**WORK TO COMPLETE:** Bring together copies of the lines in the data below that contain the word "positive".
· · ·
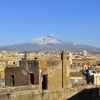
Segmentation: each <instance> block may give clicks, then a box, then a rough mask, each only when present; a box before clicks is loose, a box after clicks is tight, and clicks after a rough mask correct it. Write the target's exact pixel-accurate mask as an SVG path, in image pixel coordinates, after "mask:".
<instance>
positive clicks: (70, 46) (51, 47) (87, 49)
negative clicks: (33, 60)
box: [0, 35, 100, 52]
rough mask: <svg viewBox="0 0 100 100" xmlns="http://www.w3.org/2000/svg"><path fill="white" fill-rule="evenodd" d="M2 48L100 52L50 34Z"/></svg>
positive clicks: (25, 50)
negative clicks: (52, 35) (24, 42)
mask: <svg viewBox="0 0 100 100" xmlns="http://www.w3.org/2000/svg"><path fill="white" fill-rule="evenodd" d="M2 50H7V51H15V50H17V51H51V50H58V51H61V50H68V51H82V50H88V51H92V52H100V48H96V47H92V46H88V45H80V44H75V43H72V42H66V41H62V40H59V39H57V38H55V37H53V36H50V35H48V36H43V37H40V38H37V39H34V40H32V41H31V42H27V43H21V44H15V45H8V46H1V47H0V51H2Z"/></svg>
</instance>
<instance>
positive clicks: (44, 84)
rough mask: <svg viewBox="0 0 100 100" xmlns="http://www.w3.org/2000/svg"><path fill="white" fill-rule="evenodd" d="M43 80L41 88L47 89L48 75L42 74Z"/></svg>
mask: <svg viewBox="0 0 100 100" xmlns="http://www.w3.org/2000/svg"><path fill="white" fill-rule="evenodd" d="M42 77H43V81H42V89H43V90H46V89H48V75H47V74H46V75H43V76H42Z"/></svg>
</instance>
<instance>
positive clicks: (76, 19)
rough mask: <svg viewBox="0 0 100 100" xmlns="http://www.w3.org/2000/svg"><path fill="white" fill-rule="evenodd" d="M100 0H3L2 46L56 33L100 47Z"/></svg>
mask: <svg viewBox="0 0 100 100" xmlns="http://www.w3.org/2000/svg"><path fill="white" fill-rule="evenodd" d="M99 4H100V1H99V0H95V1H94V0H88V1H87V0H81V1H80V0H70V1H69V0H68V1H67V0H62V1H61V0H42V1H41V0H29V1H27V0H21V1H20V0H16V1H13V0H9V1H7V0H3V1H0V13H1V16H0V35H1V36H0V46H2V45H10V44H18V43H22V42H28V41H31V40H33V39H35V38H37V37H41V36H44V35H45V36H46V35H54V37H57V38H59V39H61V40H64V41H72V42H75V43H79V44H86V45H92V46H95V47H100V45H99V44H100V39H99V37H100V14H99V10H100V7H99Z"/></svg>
· · ·
**OUTPUT OF THE TASK:**
positive clicks: (70, 46) (51, 47) (87, 49)
positive clicks: (25, 50)
positive clicks: (44, 84)
positive clicks: (76, 19)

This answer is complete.